■ **Text segment**
==*==
The first attempt to see La Bohème at the Cock Tavern last month was thwarted by snow (and the subsequent obligatory transport disruptions), so it was a relief to catch it at the Soho Theatre on Tuesday night to see what the fuss was all about.

This production of Boheme updates the story to the present day and is in English. The story is now in London Soho where poor struggling bloggers writers are trying to make ends meet. Mimi is an eastern European migrant worker who makes a bare living cleaning people's homes. When you read stories about homeless Poles eating rats, none of the problems the characters face in the opera seem far from the harsh realities for some of living in London today.

1000000548While the singing is good (but not great), what sets this show a cut above anything else is the passion and emotion the cast convey. There is an awful lot of energy and enthusiasm here...
==*==
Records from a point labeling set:
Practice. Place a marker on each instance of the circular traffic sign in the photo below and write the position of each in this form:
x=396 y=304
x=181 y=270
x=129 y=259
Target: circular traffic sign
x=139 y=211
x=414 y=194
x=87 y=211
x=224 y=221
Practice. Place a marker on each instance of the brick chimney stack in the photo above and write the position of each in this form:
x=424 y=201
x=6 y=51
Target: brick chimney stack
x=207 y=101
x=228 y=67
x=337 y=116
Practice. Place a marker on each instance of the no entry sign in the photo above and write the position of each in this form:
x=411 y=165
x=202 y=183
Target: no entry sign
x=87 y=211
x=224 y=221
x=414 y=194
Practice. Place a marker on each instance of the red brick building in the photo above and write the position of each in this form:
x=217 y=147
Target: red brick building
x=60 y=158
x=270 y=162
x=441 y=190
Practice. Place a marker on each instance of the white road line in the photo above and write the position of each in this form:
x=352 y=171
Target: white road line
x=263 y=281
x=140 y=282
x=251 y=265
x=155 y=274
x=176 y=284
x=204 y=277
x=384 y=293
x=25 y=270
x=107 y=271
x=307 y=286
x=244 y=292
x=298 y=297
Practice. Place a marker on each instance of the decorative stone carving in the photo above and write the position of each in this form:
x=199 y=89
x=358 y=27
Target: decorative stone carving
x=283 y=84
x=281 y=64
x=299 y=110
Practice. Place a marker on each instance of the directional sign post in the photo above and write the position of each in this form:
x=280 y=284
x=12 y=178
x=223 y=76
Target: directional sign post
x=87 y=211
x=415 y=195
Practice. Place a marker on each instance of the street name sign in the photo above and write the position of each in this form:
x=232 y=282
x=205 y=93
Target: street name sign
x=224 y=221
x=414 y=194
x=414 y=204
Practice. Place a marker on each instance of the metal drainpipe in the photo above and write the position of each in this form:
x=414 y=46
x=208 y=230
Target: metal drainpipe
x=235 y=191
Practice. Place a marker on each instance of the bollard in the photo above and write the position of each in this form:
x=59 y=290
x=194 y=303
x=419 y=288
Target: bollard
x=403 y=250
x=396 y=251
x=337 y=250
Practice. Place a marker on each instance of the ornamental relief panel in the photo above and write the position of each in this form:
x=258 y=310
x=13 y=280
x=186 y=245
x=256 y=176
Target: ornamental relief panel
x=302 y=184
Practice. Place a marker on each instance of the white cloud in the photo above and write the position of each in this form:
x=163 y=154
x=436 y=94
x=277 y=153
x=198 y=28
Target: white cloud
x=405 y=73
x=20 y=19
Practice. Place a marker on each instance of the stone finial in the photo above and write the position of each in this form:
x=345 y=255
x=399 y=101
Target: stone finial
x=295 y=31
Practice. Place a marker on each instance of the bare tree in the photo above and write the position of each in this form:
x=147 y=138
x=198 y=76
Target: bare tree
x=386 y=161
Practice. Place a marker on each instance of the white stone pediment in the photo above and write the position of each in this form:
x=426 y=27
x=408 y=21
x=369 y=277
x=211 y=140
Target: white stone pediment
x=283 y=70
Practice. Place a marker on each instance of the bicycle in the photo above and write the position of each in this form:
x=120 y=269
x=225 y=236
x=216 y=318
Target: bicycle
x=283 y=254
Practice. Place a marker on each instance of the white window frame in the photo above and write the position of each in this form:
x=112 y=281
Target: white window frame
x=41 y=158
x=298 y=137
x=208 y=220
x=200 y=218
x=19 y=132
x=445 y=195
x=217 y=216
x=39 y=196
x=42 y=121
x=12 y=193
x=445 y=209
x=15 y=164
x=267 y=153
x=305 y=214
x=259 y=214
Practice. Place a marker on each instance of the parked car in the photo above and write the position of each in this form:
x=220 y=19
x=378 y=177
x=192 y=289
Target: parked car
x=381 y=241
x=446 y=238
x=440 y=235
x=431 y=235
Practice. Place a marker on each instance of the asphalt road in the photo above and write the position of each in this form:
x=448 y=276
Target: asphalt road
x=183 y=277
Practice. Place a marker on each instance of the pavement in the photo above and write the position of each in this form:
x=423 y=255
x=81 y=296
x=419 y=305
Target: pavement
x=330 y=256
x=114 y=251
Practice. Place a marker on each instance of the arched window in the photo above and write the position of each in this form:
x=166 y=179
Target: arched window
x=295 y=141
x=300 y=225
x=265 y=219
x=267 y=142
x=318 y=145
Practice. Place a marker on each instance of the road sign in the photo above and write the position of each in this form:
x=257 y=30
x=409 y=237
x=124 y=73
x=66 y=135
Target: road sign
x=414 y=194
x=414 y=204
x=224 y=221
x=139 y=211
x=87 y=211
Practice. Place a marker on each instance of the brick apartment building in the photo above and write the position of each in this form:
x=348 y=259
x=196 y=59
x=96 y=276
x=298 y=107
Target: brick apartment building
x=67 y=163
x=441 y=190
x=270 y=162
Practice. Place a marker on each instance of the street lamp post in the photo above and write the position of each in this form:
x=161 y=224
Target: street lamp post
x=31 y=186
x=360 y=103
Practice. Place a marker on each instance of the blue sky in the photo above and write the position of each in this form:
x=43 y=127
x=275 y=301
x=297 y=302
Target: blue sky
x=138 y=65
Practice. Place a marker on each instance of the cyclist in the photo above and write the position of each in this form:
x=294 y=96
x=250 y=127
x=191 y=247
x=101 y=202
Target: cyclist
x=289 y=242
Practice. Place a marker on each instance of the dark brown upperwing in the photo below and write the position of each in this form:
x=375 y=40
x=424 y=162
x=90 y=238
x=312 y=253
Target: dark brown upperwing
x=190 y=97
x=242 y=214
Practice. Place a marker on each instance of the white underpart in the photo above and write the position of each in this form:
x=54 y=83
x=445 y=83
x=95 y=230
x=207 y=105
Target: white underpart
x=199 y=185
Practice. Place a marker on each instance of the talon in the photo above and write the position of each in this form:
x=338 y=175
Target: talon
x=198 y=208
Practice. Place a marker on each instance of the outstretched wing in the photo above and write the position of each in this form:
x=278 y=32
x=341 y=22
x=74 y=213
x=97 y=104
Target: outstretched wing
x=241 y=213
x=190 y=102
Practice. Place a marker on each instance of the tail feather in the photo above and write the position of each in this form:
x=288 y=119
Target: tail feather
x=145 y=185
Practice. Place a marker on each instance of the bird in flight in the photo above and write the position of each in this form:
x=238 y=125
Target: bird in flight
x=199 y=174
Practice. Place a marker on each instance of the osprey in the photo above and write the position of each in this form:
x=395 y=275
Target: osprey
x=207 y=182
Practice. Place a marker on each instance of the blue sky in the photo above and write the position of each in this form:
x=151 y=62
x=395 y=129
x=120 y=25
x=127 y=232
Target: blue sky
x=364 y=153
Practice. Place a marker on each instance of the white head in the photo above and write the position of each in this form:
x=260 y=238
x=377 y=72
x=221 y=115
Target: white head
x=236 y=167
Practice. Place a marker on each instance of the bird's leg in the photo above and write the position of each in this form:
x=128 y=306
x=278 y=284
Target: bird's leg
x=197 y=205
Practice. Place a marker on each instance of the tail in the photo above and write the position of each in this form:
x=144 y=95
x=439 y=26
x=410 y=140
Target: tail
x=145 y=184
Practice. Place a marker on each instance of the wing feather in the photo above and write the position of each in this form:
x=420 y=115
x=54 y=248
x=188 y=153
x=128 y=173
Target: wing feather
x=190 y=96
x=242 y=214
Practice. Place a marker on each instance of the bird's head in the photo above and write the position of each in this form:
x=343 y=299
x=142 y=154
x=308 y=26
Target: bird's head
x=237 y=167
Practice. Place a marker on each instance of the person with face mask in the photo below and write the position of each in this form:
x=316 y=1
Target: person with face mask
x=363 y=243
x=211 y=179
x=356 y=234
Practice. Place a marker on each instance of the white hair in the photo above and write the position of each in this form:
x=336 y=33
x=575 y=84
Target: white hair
==*==
■ **Task set**
**a)** Restate the paragraph of the opera review that begins "This production of Boheme updates" as a short bulleted list that keeps its main facts.
**b)** In the records, starting at the line containing "Practice. Place a marker on each instance of the street name" and ending at the line containing "x=302 y=184", change "metal drainpipe" to "iron drainpipe" and write out only those lines, with nothing else altered.

■ **Outputs by task**
**a)**
- The production updates the story to the present day and is performed in English.
- It is set in London's Soho, where poor, struggling writers try to make ends meet.
- Mimi is an eastern European migrant worker who makes a bare living cleaning people's homes.
- Given stories of homeless Poles eating rats, the characters' problems seem close to the harsh realities some people face in London today.

**b)**
Practice. Place a marker on each instance of the street name sign in the photo above and write the position of each in this form:
x=232 y=282
x=205 y=93
Target: street name sign
x=224 y=221
x=414 y=194
x=414 y=204
Practice. Place a marker on each instance of the iron drainpipe in the photo above and write the position of each in this form:
x=414 y=46
x=208 y=230
Target: iron drainpipe
x=235 y=191
Practice. Place a marker on each instance of the bollard in the photo above and write the position of each in this form:
x=59 y=290
x=194 y=303
x=419 y=288
Target: bollard
x=403 y=250
x=396 y=251
x=337 y=250
Practice. Place a marker on each instance of the ornamental relief panel in the photo above and write the position of each in this form:
x=258 y=310
x=13 y=280
x=186 y=245
x=256 y=176
Target: ornamental relief panel
x=302 y=184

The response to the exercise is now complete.